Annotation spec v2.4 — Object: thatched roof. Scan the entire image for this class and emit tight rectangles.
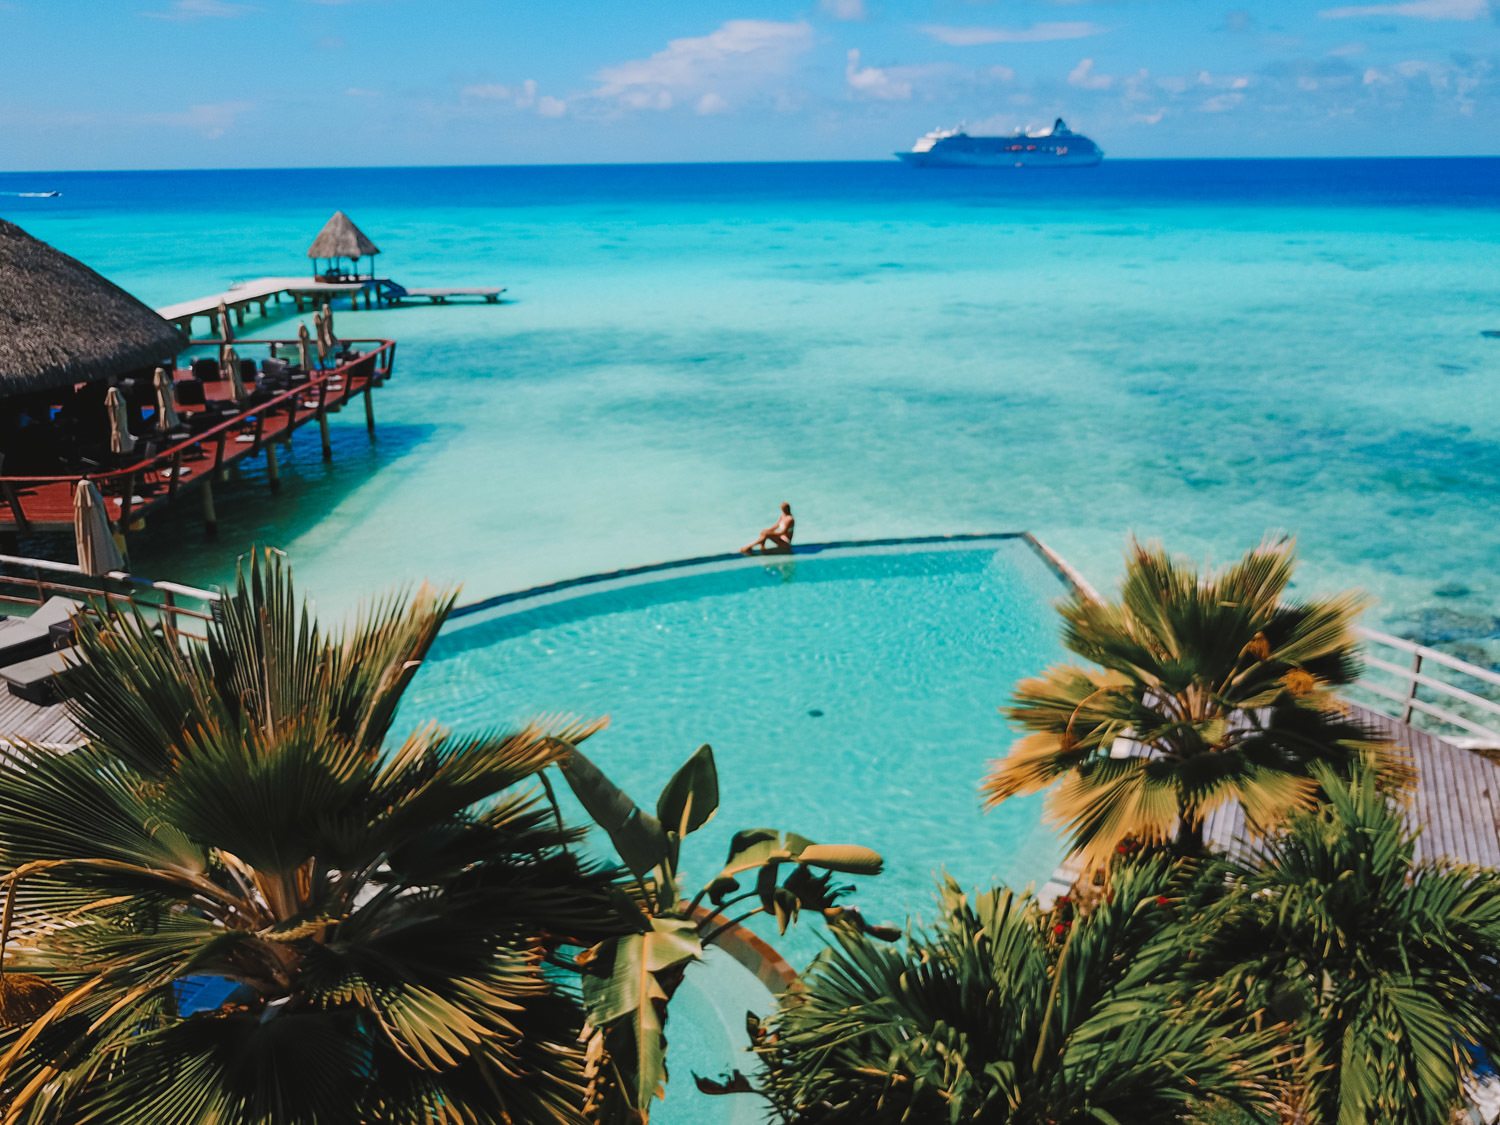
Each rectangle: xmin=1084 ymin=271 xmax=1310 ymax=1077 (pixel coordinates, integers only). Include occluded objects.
xmin=0 ymin=219 xmax=186 ymax=398
xmin=307 ymin=211 xmax=380 ymax=260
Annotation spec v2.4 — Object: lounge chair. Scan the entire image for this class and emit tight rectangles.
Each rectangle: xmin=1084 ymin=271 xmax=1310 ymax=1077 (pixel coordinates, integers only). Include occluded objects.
xmin=1 ymin=647 xmax=78 ymax=704
xmin=0 ymin=597 xmax=83 ymax=666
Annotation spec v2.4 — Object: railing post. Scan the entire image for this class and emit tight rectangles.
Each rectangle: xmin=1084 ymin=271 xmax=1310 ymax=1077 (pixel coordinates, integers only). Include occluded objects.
xmin=1402 ymin=650 xmax=1423 ymax=725
xmin=161 ymin=589 xmax=179 ymax=648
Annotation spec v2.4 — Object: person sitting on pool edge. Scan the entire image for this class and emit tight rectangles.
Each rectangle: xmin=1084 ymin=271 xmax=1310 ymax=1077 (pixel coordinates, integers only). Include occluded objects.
xmin=741 ymin=502 xmax=794 ymax=555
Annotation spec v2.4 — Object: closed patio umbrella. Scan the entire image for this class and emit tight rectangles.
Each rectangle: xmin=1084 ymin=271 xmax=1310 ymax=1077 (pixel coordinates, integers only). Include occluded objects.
xmin=73 ymin=479 xmax=124 ymax=577
xmin=297 ymin=323 xmax=312 ymax=371
xmin=153 ymin=366 xmax=179 ymax=433
xmin=106 ymin=386 xmax=136 ymax=457
xmin=223 ymin=346 xmax=247 ymax=406
xmin=319 ymin=302 xmax=337 ymax=350
xmin=216 ymin=300 xmax=234 ymax=342
xmin=314 ymin=316 xmax=329 ymax=367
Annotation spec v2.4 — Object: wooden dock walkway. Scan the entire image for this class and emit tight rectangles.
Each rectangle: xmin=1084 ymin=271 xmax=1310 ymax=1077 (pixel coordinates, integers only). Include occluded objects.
xmin=157 ymin=277 xmax=371 ymax=335
xmin=0 ymin=338 xmax=396 ymax=535
xmin=158 ymin=277 xmax=506 ymax=335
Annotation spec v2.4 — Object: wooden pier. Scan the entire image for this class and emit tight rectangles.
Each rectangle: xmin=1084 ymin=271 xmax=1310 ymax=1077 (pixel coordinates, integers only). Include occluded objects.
xmin=158 ymin=277 xmax=505 ymax=336
xmin=0 ymin=337 xmax=396 ymax=538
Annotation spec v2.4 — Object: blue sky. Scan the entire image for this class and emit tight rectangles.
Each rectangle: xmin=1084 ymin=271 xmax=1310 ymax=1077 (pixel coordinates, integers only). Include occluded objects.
xmin=1 ymin=0 xmax=1496 ymax=167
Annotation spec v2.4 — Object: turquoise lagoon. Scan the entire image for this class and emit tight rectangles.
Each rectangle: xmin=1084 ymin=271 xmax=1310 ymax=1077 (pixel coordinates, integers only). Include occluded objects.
xmin=7 ymin=156 xmax=1499 ymax=1123
xmin=2 ymin=160 xmax=1498 ymax=647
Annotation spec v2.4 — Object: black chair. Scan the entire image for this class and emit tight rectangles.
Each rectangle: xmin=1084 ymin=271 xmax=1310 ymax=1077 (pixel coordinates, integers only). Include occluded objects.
xmin=192 ymin=357 xmax=220 ymax=382
xmin=175 ymin=377 xmax=206 ymax=407
xmin=238 ymin=359 xmax=258 ymax=383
== == ==
Your answer should be each line of the data that contains the word "tight", copied as it stands.

Annotation spec v2.4 — Object: thatched roof. Scan the entire image for this class and emit tight rectangles.
Annotation spec v2.4 — Object: lounge chair. Scan the entire image for this class and emit tight rectangles.
Annotation spec v2.4 — Object: railing post. Scan the entire image for this class and emit tight rectangles.
Annotation spec v2.4 — Object: person sitting on pool edge. Scan the entire image for this class and emit tight rectangles.
Annotation spec v2.4 — Object: closed patio umbrella. Scan the entire image for this class and emit tight rectangles.
Annotation spec v2.4 — Object: wooden dock walkway. Scan the entire image for this class and emit tight rectangles.
Annotation spec v2.4 — Object: wooden pier. Scan the entire image for this class and emit tight rectangles.
Annotation spec v2.4 — Object: blue sky. Scan the entire image for this class and emit tight rectangles.
Annotation spec v2.4 — Object: turquoise lagoon. Scan the entire image for this class and emit tight rectangles.
Annotation spec v2.4 — Object: black chair. Scan the entire image for this class and emit tight rectangles.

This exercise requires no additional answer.